Catatan dari sebuah koleksi
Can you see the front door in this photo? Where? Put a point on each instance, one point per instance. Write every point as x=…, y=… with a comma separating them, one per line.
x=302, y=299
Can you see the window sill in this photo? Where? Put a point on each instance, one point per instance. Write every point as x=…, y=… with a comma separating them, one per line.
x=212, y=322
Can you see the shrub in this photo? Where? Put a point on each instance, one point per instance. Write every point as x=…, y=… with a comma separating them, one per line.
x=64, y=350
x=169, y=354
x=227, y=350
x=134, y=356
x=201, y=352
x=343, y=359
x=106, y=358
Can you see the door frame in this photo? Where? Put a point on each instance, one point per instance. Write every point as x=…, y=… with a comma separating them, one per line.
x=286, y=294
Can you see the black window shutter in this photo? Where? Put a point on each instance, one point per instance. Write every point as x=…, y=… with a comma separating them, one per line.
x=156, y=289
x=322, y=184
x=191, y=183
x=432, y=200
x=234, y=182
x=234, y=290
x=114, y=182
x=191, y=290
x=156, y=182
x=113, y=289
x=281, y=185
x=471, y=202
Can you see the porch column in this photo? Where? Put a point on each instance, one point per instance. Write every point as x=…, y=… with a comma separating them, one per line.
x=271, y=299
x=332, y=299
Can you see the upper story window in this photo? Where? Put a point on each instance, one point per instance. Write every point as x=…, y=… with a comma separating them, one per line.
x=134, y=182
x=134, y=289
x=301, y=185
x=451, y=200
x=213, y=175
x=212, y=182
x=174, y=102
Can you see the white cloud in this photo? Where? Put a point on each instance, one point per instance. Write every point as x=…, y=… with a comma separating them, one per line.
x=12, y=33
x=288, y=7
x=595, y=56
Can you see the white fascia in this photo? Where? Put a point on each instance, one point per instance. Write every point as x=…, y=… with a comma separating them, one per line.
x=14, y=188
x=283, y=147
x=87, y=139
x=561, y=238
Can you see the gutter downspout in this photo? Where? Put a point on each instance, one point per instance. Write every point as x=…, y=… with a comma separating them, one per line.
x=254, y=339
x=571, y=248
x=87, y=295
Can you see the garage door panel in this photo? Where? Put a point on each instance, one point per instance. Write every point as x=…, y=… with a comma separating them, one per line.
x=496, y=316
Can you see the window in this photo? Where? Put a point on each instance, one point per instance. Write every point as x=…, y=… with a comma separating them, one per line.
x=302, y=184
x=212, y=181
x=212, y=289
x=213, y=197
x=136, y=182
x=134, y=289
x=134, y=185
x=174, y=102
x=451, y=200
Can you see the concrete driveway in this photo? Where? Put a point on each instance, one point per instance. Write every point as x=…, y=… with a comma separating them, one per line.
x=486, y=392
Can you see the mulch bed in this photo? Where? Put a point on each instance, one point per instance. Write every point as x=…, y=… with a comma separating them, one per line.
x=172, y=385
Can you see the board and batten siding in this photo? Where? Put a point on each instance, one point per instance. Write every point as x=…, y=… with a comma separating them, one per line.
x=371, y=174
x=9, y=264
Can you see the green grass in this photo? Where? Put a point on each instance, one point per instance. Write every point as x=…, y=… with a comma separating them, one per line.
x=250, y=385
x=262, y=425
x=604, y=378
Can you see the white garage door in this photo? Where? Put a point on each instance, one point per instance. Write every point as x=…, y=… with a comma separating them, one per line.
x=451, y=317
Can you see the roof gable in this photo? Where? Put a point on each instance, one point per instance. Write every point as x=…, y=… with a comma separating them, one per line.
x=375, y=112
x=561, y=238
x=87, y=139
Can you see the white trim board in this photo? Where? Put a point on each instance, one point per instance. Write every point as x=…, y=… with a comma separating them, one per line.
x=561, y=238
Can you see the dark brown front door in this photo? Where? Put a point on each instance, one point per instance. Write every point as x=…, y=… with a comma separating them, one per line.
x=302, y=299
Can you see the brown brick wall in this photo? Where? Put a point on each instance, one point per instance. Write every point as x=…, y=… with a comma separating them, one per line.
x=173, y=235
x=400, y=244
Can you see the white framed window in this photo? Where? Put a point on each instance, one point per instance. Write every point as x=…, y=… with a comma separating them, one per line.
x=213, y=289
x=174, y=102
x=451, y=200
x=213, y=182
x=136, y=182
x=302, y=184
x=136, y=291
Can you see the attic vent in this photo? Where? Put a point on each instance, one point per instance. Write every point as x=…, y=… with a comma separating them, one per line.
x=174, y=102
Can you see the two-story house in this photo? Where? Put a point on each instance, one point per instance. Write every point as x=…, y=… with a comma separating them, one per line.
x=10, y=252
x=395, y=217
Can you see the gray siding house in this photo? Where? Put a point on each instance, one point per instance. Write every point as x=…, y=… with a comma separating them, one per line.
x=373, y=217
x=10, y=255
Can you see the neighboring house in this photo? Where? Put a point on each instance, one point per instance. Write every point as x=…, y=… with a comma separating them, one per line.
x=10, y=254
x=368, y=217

Soal Tertulis :: Ubah seluruh daftar di atas dengan mengganti "shrub" menjadi "bush", dan biarkan bagian lainnya tetap sama.

Jawaban Soal Ini ::
Can you see the front door in this photo? Where? Put a point on each instance, one point per instance. Write every point as x=…, y=… with a comma separating them, one per line.
x=302, y=299
Can you see the window sill in this photo? Where? Put a point on each instance, one point per instance. Write every point as x=…, y=… with a comma separating them, one per line.
x=212, y=322
Can you see the bush in this photo? Where? Put a point on each instance, one point per instance. Write every point as x=…, y=… with a comma separating them, one per line.
x=64, y=350
x=169, y=354
x=227, y=350
x=134, y=356
x=201, y=352
x=343, y=359
x=106, y=358
Can you see the door frame in this photo? Where? Put a point on each instance, one point per instance. Write every point as x=…, y=… with a comma separating them, one per line.
x=286, y=294
Can you see the black window shutter in this photo? Where? Put a point on each instance, one point per instance. Write every point as x=…, y=… with a comma separating them, one per line.
x=156, y=289
x=322, y=184
x=191, y=183
x=432, y=200
x=234, y=182
x=234, y=290
x=114, y=182
x=191, y=290
x=156, y=182
x=113, y=289
x=281, y=185
x=471, y=202
Can you see the porch column in this photo? Where? Put a point on each instance, one point per instance. Write every point as x=…, y=… with a comma separating them, one per line.
x=271, y=299
x=332, y=299
Can you see the upper story window in this photo? Where? Put a point on each instance, one point per instance. Write every point as x=…, y=… with a comma separating them, one per line.
x=134, y=182
x=134, y=289
x=301, y=185
x=451, y=200
x=213, y=175
x=212, y=182
x=174, y=102
Can you see the white cloud in this photo? Where? Put a point on each instance, one point per instance. Write every point as x=…, y=… with a comma separating them, one per line.
x=12, y=33
x=288, y=7
x=595, y=56
Can you see the white fascia in this photo? Where? Put a point on each instance, one point per instance. Write every point as x=…, y=… with a comma separating them, one per line.
x=14, y=188
x=283, y=147
x=87, y=139
x=561, y=238
Can you see the gutter downspout in this photo? Where? Put a point on each instance, one point per instance. Write every point as x=…, y=… with a comma separating them, one per line.
x=254, y=339
x=571, y=248
x=87, y=295
Can you see the garage door panel in this photo? Where? Put a point on each instance, one point per instance. Write every point as x=…, y=… with a comma separating them, one per line.
x=496, y=316
Can you see the window in this photo? Where? Put a point on each instance, one point per instance. Write every point as x=…, y=… with a comma separating them, one per line.
x=302, y=184
x=212, y=181
x=212, y=289
x=213, y=197
x=136, y=182
x=134, y=289
x=134, y=185
x=174, y=102
x=451, y=200
Can you see the concrete driveway in this photo? Where? Put a point on each instance, one point per instance. Write every point as x=…, y=… with a comma separating them, one per line.
x=486, y=392
Can you see the mulch bed in this photo? Where? Put a point on each instance, one point per instance. Write every point as x=…, y=… with a comma separating them, one per line.
x=172, y=385
Can you see the board and batten siding in this photo? Where? Put a point on each instance, one point per instance. Write every point as x=…, y=… with a comma separating them, one per line.
x=371, y=174
x=9, y=264
Can you see the green grass in this photo? Where? Put a point on each instance, one point per instance. Write every point as x=…, y=… with a comma separating them, one per line.
x=250, y=385
x=262, y=425
x=604, y=378
Can you see the white garage door in this photo? Where? Put a point on each instance, one point per instance. Write every point as x=…, y=… with a comma separating them, one per line.
x=451, y=317
Can you see the roof gable in this photo? Where? Put a point on each instance, one point per instance. Write every point as x=…, y=… with a comma separating them, one per line.
x=375, y=112
x=561, y=238
x=87, y=139
Can you see the white trim board in this photo? Where? Put a point on each instance, one point per instance. Write every point as x=…, y=… with a comma separating them, one per line.
x=561, y=238
Can you see the dark brown front door in this photo? Where? Put a point on each instance, one point per instance. Write every point as x=…, y=… with a comma separating them, one per line.
x=302, y=299
Can you see the brown brick wall in this photo? Where? Put a point on each instance, one point per instance. Write every point as x=…, y=… with a comma separating them, one per line.
x=173, y=235
x=400, y=244
Can you see the white framed window in this photo? Where? Put a point on each instance, one point per instance. Write every point as x=…, y=… with a comma separating them, one per line.
x=213, y=289
x=174, y=102
x=451, y=200
x=213, y=182
x=136, y=182
x=302, y=184
x=136, y=291
Can you see the attic vent in this photo? Where? Put a point on each instance, one point per instance. Write every point as x=…, y=… with a comma separating them, one per line.
x=174, y=102
Can you see the two-story house in this photo? Where? Put a point on each instance, one point per instance. Write every point as x=…, y=… with a comma separating them, one per line.
x=10, y=252
x=395, y=217
Can you see the gray siding house in this photo? Where? Put a point on each instance, one point per instance. Write every point as x=…, y=… with a comma separating them, one per line.
x=373, y=217
x=10, y=255
Can you see the neighboring house in this photo? Where? Put a point on each instance, one point per instance. Write every point as x=…, y=… with a comma separating them, one per line.
x=10, y=254
x=368, y=217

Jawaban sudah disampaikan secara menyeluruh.